Description of the task:
Copy the rows below word for word, leaving out the pictures.

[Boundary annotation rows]
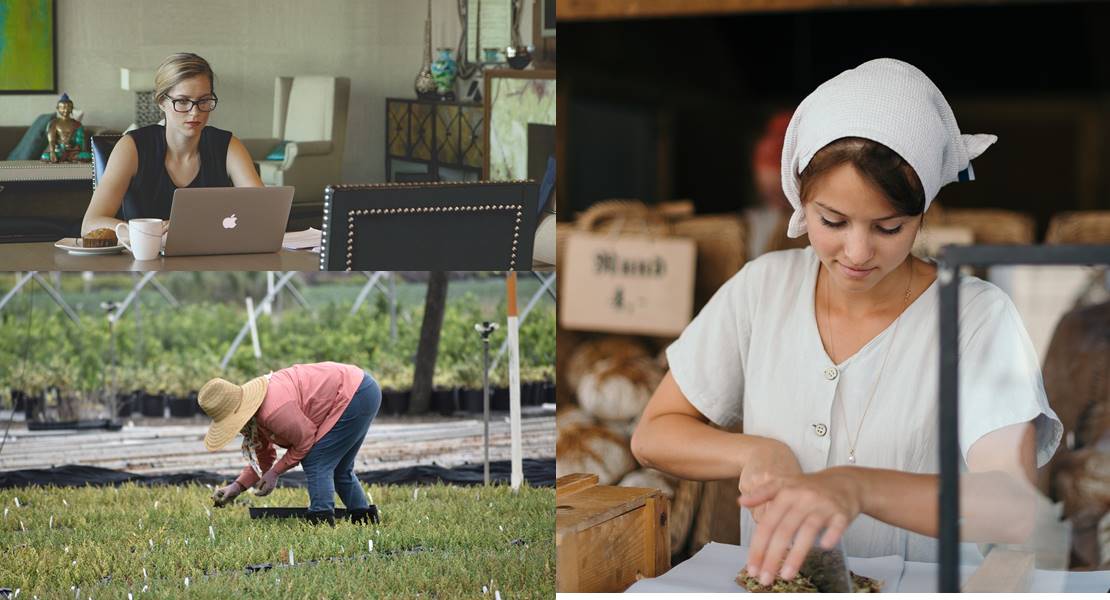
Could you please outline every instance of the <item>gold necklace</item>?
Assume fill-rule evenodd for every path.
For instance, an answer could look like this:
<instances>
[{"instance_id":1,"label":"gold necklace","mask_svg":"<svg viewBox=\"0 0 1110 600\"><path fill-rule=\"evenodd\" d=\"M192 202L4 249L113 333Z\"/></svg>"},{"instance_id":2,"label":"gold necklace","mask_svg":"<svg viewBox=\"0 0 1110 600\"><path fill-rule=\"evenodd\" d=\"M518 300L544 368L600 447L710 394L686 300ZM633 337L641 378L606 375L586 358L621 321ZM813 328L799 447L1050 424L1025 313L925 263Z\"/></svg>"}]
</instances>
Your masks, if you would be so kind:
<instances>
[{"instance_id":1,"label":"gold necklace","mask_svg":"<svg viewBox=\"0 0 1110 600\"><path fill-rule=\"evenodd\" d=\"M910 289L914 284L914 258L909 258L909 281L906 282L906 296L902 298L902 311L909 307L909 295ZM882 369L887 366L887 358L890 356L890 349L895 345L895 336L898 335L898 325L901 323L901 313L895 317L895 329L890 332L890 342L887 344L887 352L882 355L882 362L879 363L879 375L875 378L875 385L871 386L871 394L867 398L867 405L864 406L864 414L859 417L859 425L856 427L856 435L848 438L848 462L851 465L856 464L856 443L859 441L859 433L864 429L864 419L867 418L867 411L871 408L871 401L875 400L875 391L879 388L879 382L882 379ZM833 355L836 355L836 347L834 346L833 338L833 309L829 303L829 281L825 279L825 324L829 328L829 350ZM844 419L845 434L848 433L848 414L844 409L844 400L840 401L840 418Z\"/></svg>"}]
</instances>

The solution:
Could you please outline every instance of the <item>gold necklace</item>?
Assume fill-rule evenodd for every path.
For instance, an answer could look like this:
<instances>
[{"instance_id":1,"label":"gold necklace","mask_svg":"<svg viewBox=\"0 0 1110 600\"><path fill-rule=\"evenodd\" d=\"M192 202L4 249L113 333Z\"/></svg>"},{"instance_id":2,"label":"gold necklace","mask_svg":"<svg viewBox=\"0 0 1110 600\"><path fill-rule=\"evenodd\" d=\"M518 300L544 368L600 447L710 394L686 300ZM633 337L641 378L606 375L586 358L621 321ZM813 328L799 447L1050 424L1025 313L925 263Z\"/></svg>"}]
</instances>
Your masks, if you would be so kind:
<instances>
[{"instance_id":1,"label":"gold necklace","mask_svg":"<svg viewBox=\"0 0 1110 600\"><path fill-rule=\"evenodd\" d=\"M910 289L914 284L914 258L909 258L909 281L906 282L906 296L902 298L902 311L909 307L909 295ZM882 369L887 366L887 358L890 356L890 349L895 345L895 336L898 335L898 325L901 323L901 313L895 317L895 329L890 332L890 342L887 344L887 352L882 355L882 362L879 363L879 375L875 378L875 385L871 386L871 394L867 398L867 405L864 406L864 414L859 417L859 425L856 427L856 435L848 438L848 462L851 465L856 464L856 443L859 441L859 433L864 429L864 419L867 418L867 411L871 408L871 401L875 400L875 391L879 388L879 382L882 379ZM833 355L836 355L836 347L834 346L833 338L833 309L829 303L829 281L825 279L825 324L829 328L829 350ZM844 419L845 434L848 433L848 414L844 409L844 400L840 401L840 418Z\"/></svg>"}]
</instances>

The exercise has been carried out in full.